**Petición escrita**
¿Puedes continuar el texto sobre el tabernero Enrique Becerra a partir de su última frase?

Enrique Becerra firmó vestido de «soldao» y con solo 21 años el contrato de arrendamiento de su restaurante. Su sueño era abrir una farmacia pero terminó convirtiéndose en uno de los taberneros más prestigiosos de Andalucía
Ahora quiere dedicarse a escribir, otra de sus pasiones y afirma «que estoy dispuesto a escuchar ofertas sobre el establecimiento»
No podía ir al cine, con lo que le gustaba eso de la pantalla y las historias. Estaba harto de ser un «pringao» desde los 14 años. De aprovechar cualquier tiempo de «recreo» como estudiante para ponerse detrás de la barra del restaurante de la familia.

**Información proporcionada**
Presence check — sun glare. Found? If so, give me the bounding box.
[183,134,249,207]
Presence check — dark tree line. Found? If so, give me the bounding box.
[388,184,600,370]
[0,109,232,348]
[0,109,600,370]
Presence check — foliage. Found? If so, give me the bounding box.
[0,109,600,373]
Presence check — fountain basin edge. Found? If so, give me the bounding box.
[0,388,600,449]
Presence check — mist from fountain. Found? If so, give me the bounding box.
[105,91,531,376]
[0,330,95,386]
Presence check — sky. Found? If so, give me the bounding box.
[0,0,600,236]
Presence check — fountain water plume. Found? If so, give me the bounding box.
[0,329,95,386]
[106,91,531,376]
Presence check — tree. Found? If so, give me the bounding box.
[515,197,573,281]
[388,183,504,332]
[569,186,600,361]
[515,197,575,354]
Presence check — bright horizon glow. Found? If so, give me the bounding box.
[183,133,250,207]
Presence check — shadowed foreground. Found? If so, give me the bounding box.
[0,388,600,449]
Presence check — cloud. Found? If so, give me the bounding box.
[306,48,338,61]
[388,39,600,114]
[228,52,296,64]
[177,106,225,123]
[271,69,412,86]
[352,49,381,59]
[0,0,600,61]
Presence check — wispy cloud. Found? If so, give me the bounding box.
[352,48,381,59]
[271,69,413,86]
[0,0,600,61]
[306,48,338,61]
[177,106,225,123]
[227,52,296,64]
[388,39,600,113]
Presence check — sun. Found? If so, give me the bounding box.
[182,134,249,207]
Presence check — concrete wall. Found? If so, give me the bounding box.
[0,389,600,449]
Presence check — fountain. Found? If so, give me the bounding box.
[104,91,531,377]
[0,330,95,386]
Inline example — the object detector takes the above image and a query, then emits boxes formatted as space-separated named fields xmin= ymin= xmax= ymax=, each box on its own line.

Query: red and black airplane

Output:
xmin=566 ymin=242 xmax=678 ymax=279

**Respuesta a la tarea**
Nacido un 22 de mayo de 1957 en el barrio de San Román forma parte de la quinta generación de los Becerra que tiene algo que ver con lo dar de beber y de comer a la gente…pero el quería romper la tradición, con ese punto rebeldemente educado que ha tenido siempre. Lo narra todo con un tono de voz como de cuento escrito en andaluz, como una novela de esas que le gusta escribir, pero lo cierto es que su vida «siempre pendiente de la puerta» como le enseñó su padre, tiene también mucho de novela, de esas de la que le coges cariño al protagonista.
Decidió romper la tradición familiar. En verdad quería ser periodista. De chico, cuando hacía la carta a los Reyes Magos siempre había una guitarra y un lote de libros entre los primeros renglones. Lo de cantar el mismo reconoce que no es lo suyo pero lo de escribir cada día le calaba más.
Lo de periodista se le complicó. Había que irse de Sevilla para hacer la carrera y sus padres no vieron bien lo del niño fuera de casa. Así que Enrique pensó en ser farmaceútico. «Me gustó. Hice dos años y ya soñaba con poner una farmacia». Tocó la mili. A León, la gran puñeta. Por allí desfilaba el mayor de los Becerra Gómez vestido de Kaki.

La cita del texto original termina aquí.